== Arbeitsauftrag 1 ==
Beantworte die folgenden Fragen zum Text über Bildung und Schulbau in Hamburg.
(a) Welche drei Missstände belasten laut dem Text seit Langem das deutsche Bildungssystem?
(b) Wie viel Geld wurde von 2011 bis 2019 in Bau, Sanierung und Instandhaltung der Hamburger Schulgebäude investiert?
(c) Wie viele Standorte sollen laut Koalitionsvertrag erweitert werden?
== Arbeitsauftrag 2 ==
Führe den Text über Bildung und Schulbau in Hamburg im Anschluss an seinen letzten Satz fort.

Linda Heitmann – Die Grünen

Bildquelle: Henning Angerer, Grüne Hamburg

Bildung

Schon seit Langem wird das deutsche Bildungssystem belastet durch Missstände, wie Lehrermangel, verfallene Räume und Chancenungleichheit. Die Pandemiebedingungen haben zusätzlich gezeigt, dass das deutsche Schulsystem nicht ausreichend auf digitales Lernen vorbereitet ist und gerade sozio-ökonomisch benachteiligte Kinder kaum unterstützt werden können.

Welche finanziellen Mittel werden betroffenen Schulen zur Verfügung gestellt, um deren Gebäude und Räumlichkeiten zu sanieren und ein offenes, gesundes Lernumfeld zu schaffen?

Linda Heitmann: „Das Themenfeld Bildungspolitik und auch Instandhaltung von Schulgebäuden liegt in erster Linie in der Hoheit der Bundesländer und Hamburg hat hier vor über 10 Jahren unter dem Dach der Finanzbehörde den Dienstleister „Schulbau Hamburg“ gegründet, der für Sanierung, Neubau und auch Bewirtschaftung der Hamburger Schulgebäude zuständig ist. Schulbau Hamburg arbeitet seitdem mit Hochdruck und auch vernünftiger finanzieller Ausstattung, um dem lange vernachlässigten Sanierungsstau wirksam zu begegnen und auch den wachsenden Schüler*innenzahlen gerecht zu werden. Von 2011 bis 2019 wurden insgesamt rund 3,3 Milliarden Euro in den Bau, die Sanierung und die Instandhaltung der Hamburger Schulgebäude investiert. Aber zugegebenermaßen könnte und sollte es mehr sein und schneller gehen.

Im Koalitionsvertrag haben wir Grünen mitbeschlossen, bis 2030 über 4 Milliarden Euro in den Schulbau zu investieren und damit mehr als die Hälfte aller staatlichen Schulen zu sanieren, zu erneuern und auszubauen. Zusätzlich werden über 44 neue Schulen gebaut und 123 Standorte erweitert.

[Gesammelte Dateneinträge]
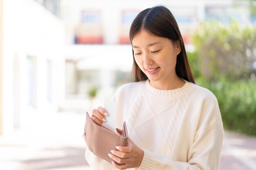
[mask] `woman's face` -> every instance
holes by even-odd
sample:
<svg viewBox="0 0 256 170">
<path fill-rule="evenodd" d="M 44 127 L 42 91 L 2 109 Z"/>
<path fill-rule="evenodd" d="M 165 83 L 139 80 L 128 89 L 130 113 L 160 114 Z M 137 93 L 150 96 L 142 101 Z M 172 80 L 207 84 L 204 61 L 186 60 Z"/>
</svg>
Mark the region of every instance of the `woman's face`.
<svg viewBox="0 0 256 170">
<path fill-rule="evenodd" d="M 144 31 L 134 37 L 132 43 L 135 60 L 150 85 L 168 89 L 178 78 L 175 67 L 180 46 L 166 38 L 153 36 Z"/>
</svg>

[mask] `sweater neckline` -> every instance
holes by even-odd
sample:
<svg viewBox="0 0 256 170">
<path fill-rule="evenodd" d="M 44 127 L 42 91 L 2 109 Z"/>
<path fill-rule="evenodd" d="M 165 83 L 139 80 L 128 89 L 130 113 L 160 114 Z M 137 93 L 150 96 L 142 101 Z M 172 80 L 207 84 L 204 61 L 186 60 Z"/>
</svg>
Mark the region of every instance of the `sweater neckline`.
<svg viewBox="0 0 256 170">
<path fill-rule="evenodd" d="M 161 97 L 177 97 L 190 93 L 194 88 L 195 85 L 193 83 L 182 80 L 185 83 L 181 87 L 172 90 L 161 90 L 151 86 L 149 83 L 149 80 L 147 79 L 144 82 L 143 88 L 149 94 Z"/>
</svg>

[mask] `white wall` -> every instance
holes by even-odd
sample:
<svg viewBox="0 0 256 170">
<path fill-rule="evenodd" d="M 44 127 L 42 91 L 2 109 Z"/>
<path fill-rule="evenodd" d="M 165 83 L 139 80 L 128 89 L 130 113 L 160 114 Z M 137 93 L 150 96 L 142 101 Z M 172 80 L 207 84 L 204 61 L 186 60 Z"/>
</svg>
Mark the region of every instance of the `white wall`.
<svg viewBox="0 0 256 170">
<path fill-rule="evenodd" d="M 3 28 L 0 31 L 3 35 L 4 135 L 13 131 L 14 123 L 22 126 L 22 117 L 29 111 L 27 56 L 34 59 L 36 70 L 33 109 L 56 110 L 64 100 L 65 28 L 62 21 L 32 0 L 3 0 Z M 52 66 L 51 103 L 47 100 L 46 85 L 47 60 Z"/>
</svg>

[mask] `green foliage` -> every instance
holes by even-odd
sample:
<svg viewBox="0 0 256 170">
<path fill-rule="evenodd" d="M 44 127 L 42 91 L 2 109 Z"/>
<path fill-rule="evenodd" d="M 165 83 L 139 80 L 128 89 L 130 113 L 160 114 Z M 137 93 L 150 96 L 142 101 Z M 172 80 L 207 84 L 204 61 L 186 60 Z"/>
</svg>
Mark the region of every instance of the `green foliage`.
<svg viewBox="0 0 256 170">
<path fill-rule="evenodd" d="M 224 128 L 256 135 L 256 26 L 207 21 L 193 39 L 192 72 L 217 98 Z"/>
<path fill-rule="evenodd" d="M 198 54 L 195 52 L 187 52 L 186 53 L 190 68 L 191 69 L 193 75 L 195 78 L 200 77 L 201 76 L 199 66 L 200 65 L 200 60 Z"/>
<path fill-rule="evenodd" d="M 201 78 L 196 82 L 216 95 L 225 129 L 256 135 L 256 81 L 212 82 Z"/>
<path fill-rule="evenodd" d="M 91 88 L 88 91 L 88 94 L 90 98 L 94 98 L 97 94 L 98 89 L 95 87 Z"/>
<path fill-rule="evenodd" d="M 227 26 L 216 21 L 203 22 L 193 38 L 200 56 L 202 75 L 212 80 L 220 75 L 234 81 L 255 73 L 256 26 L 242 27 L 232 21 Z"/>
</svg>

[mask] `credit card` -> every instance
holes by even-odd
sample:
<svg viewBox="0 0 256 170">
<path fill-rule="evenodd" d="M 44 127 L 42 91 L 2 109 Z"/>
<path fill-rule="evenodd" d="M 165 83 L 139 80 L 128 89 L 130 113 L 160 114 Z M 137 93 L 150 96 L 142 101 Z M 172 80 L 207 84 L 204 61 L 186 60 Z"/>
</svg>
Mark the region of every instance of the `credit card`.
<svg viewBox="0 0 256 170">
<path fill-rule="evenodd" d="M 109 116 L 106 116 L 107 122 L 103 124 L 113 130 L 115 130 L 117 115 L 117 103 L 111 101 L 105 101 L 104 108 L 107 110 Z"/>
</svg>

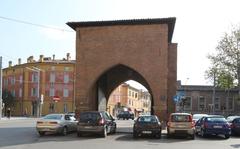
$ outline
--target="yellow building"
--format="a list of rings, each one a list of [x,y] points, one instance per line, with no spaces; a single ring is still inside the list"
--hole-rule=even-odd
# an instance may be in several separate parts
[[[41,116],[49,113],[74,111],[75,61],[70,54],[61,60],[40,55],[33,56],[22,64],[3,69],[3,90],[8,90],[15,98],[11,107],[12,115]],[[7,108],[7,107],[5,107]]]

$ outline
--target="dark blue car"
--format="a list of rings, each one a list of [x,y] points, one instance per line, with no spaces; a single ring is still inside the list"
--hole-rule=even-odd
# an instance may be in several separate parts
[[[228,139],[231,135],[231,127],[223,116],[209,115],[202,117],[196,122],[195,132],[202,137],[207,135],[224,135]]]

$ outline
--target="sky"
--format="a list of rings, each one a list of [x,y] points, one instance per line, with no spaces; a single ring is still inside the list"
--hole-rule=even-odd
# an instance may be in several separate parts
[[[239,0],[1,0],[0,56],[3,67],[8,61],[17,64],[18,58],[25,63],[31,55],[60,59],[70,53],[75,59],[75,32],[67,22],[176,17],[172,42],[178,43],[177,79],[211,85],[204,78],[210,66],[207,55],[215,52],[225,32],[240,24],[239,6]]]

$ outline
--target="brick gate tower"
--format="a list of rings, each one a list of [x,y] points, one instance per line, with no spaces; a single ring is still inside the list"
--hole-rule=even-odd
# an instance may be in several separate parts
[[[76,31],[76,113],[99,110],[121,83],[135,80],[152,96],[152,114],[174,111],[176,18],[68,22]]]

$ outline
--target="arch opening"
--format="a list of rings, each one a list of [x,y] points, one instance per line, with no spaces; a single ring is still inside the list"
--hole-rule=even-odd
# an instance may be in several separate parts
[[[115,103],[114,105],[115,108],[113,108],[113,106],[109,106],[109,101],[112,98],[111,95],[114,94],[114,91],[116,89],[118,89],[119,87],[121,88],[121,86],[125,86],[127,90],[130,90],[130,88],[134,89],[133,86],[129,85],[131,83],[129,84],[125,83],[126,81],[129,81],[129,80],[136,81],[146,88],[146,90],[139,89],[138,91],[135,88],[135,92],[136,93],[138,92],[137,94],[139,95],[146,94],[150,98],[150,101],[148,103],[145,103],[146,105],[150,105],[150,107],[145,106],[146,108],[144,113],[154,114],[154,111],[152,108],[154,105],[154,102],[153,102],[154,100],[153,100],[151,88],[147,80],[136,70],[128,66],[125,66],[123,64],[118,64],[108,69],[96,80],[96,83],[93,85],[96,92],[95,110],[109,111],[111,114],[116,116],[116,114],[120,110],[126,110],[128,108],[129,110],[131,109],[136,115],[139,115],[139,113],[143,111],[143,108],[139,108],[140,106],[136,106],[134,108],[134,102],[133,102],[134,100],[131,101],[131,99],[129,100],[128,98],[124,98],[123,100],[124,103],[121,103],[122,105],[120,105],[120,103]],[[126,91],[124,94],[125,94],[124,96],[126,97],[128,96],[128,93]],[[130,102],[131,104],[128,104]]]

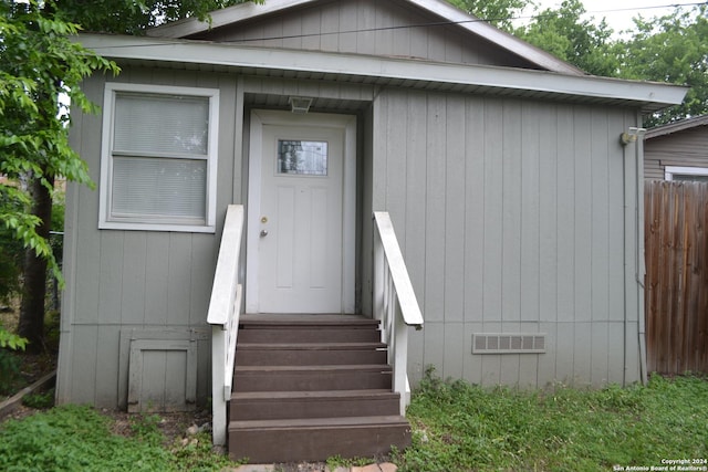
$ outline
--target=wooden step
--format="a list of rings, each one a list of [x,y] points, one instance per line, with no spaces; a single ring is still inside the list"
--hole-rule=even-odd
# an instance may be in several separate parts
[[[391,390],[257,391],[231,395],[230,420],[396,416]]]
[[[324,461],[374,457],[410,444],[410,427],[400,416],[231,421],[229,455],[251,463]]]
[[[239,343],[239,366],[296,366],[386,364],[388,354],[382,343],[266,344]]]
[[[312,344],[326,339],[330,343],[376,343],[381,340],[377,325],[353,327],[327,327],[317,329],[242,325],[239,329],[239,343],[303,343]]]
[[[387,365],[239,366],[235,391],[317,391],[392,388]]]
[[[252,328],[290,328],[290,329],[325,329],[325,328],[377,328],[378,321],[358,315],[269,315],[243,314],[239,318],[239,329]]]

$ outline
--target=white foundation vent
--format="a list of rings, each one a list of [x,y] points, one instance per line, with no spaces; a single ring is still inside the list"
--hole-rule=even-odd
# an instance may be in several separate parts
[[[475,333],[472,354],[543,354],[545,333]]]

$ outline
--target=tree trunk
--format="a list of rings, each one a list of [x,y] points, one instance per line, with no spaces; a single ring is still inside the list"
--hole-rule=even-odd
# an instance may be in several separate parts
[[[54,179],[51,179],[53,185]],[[52,224],[52,192],[39,179],[29,182],[34,207],[32,213],[42,220],[37,233],[49,239]],[[46,260],[28,249],[24,255],[24,287],[20,306],[18,334],[29,339],[28,350],[39,352],[44,346],[44,301],[46,296]]]

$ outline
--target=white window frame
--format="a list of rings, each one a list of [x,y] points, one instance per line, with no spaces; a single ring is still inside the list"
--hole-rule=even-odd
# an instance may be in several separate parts
[[[207,181],[206,181],[206,221],[176,222],[174,220],[159,222],[159,218],[149,217],[112,217],[111,193],[113,182],[113,140],[115,98],[121,93],[177,95],[209,98],[209,130],[207,144]],[[142,231],[181,231],[214,233],[216,231],[216,200],[217,200],[217,156],[219,136],[219,91],[217,88],[180,87],[146,84],[106,83],[103,103],[103,134],[101,139],[101,181],[100,181],[100,216],[98,229],[105,230],[142,230]],[[163,157],[163,156],[160,156]],[[157,157],[157,158],[160,158]]]
[[[679,167],[666,166],[664,168],[664,178],[674,180],[674,176],[708,176],[708,167]]]

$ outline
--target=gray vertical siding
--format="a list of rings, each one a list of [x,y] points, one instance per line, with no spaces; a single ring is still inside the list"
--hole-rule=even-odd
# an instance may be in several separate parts
[[[377,97],[372,201],[392,214],[426,319],[413,334],[414,379],[428,365],[483,385],[638,378],[638,287],[624,269],[634,182],[616,139],[636,119],[520,99]],[[473,333],[499,332],[545,333],[546,353],[471,354]]]
[[[535,69],[522,57],[492,49],[482,38],[469,41],[467,31],[442,24],[446,22],[396,0],[331,1],[216,29],[195,39]]]
[[[634,114],[196,71],[126,69],[115,80],[220,90],[217,232],[98,231],[97,192],[69,187],[60,402],[125,406],[129,339],[150,331],[197,333],[197,396],[209,395],[206,311],[226,207],[246,200],[243,109],[289,95],[360,111],[357,304],[371,314],[371,212],[387,210],[426,319],[410,336],[414,381],[428,365],[483,385],[638,378],[636,234],[625,218],[636,182],[617,138]],[[86,82],[96,103],[103,85]],[[101,133],[100,116],[75,116],[72,143],[96,182]],[[546,353],[471,354],[472,334],[500,332],[545,333]]]
[[[209,395],[210,349],[202,333],[216,265],[217,244],[226,207],[240,195],[240,154],[233,127],[236,77],[218,74],[178,73],[126,69],[115,81],[143,84],[216,87],[220,90],[217,233],[178,233],[98,230],[98,192],[70,185],[66,204],[66,291],[62,306],[60,346],[60,402],[88,402],[98,407],[125,406],[127,355],[121,336],[135,328],[149,333],[181,331],[198,340],[197,396]],[[103,104],[105,80],[85,84],[88,97]],[[76,114],[72,145],[87,161],[91,177],[100,182],[102,120]],[[238,162],[239,171],[235,171]],[[238,200],[237,200],[238,201]],[[192,333],[194,332],[194,333]],[[192,334],[190,334],[192,333]],[[157,358],[146,354],[146,359]],[[165,368],[170,369],[166,361]],[[150,360],[147,366],[156,367]],[[157,367],[156,367],[157,368]]]

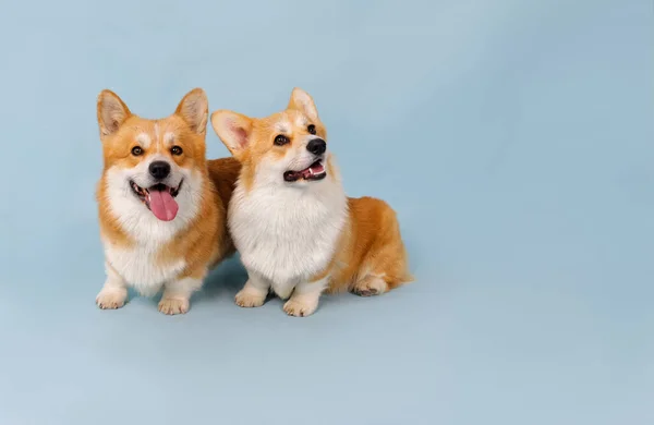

== Erwartete Ausgabe 1 ==
(a) Lehrermangel, verfallene Räume und Chancenungleichheit
(b) Rund 3,3 Milliarden Euro
(c) 123 Standorte

== Erwartete Ausgabe 2 ==
Allein im Bürgerschafts-Wahlkreis Altona (Altona-Altstadt, Altona-Nord, Ottensen, Bahrenfeld, Othmarschen und Sternschanze) als Teil meines Wahlkreises Altona werden in den Jahren 2021 und 2022 in die allgemeinbildenden Schulen rund 42 Millionen Euro investiert, davon rund 6 Millionen Euro in Neubauten und 36 Millionen Euro in Sanierungen.

Uns Grünen ist es auch bundesweit wichtig, bessere Rahmenbedingungen für Bildung und Schule zu schaffen und Schulen zu attraktiven Lehr- und Lernorten zu gestalten. Daher machen wir uns auch dafür stark, dass Dienstleister wie „Schulbau Hamburg“ auch durch Bundesmittel unterstützt werden. Wir wollen dauerhafte Finanzierungswege für mehr Bildungsgerechtigkeit schaffen, um Schulen in Regionen und Quartieren mit besonderem Unterstützungsbedarf zu stärken.

Um ganz allgemein mehr Investitionen in so wichtige Infrastruktur wie unsere Schulen zu ermöglichen, wollen wir die Schuldenbremse für Bund und Länder zeitgemäß gestalten und eine Personaloffensive in Planungsbehörden und zuständigen Gerichten starten, die die Verfahren beschleunigen soll. Zur bundesweiten Förderung von Schüler*innen bedarf es einer einfachen Fördermittelbeantragung durch die Schulen ohne bürokratische Hürden des Bundes.“

Welche Reformen sind geplant, um den Lehrplan und Lehrmethoden, vor allem in Hinblick auf Chancenungleichheit von Schüler*innen und Digitalisierung zu modernisieren?

Linda Heitmann: „Die soziale Spaltung, die vielfach schon in KiTas, später auch an Schulen, sichtbar wird, möchten wir als Grüne dringend verringern – auch durch gezielte Investitionen des Bundes, die lokal verteilt werden.

Hamburg geht hier den Weg, die Bildungsregionen jeweils nach Sozialfaktoren zu bewerten und in den Regionen mit niedrigem Sozialindex kleinere Klassengrößen sowie eine bessere Lehrer*innen-Ausstattung zu verwirklichen. Dies ist aus unserer Sicht grundsätzlich ein guter Ansatz.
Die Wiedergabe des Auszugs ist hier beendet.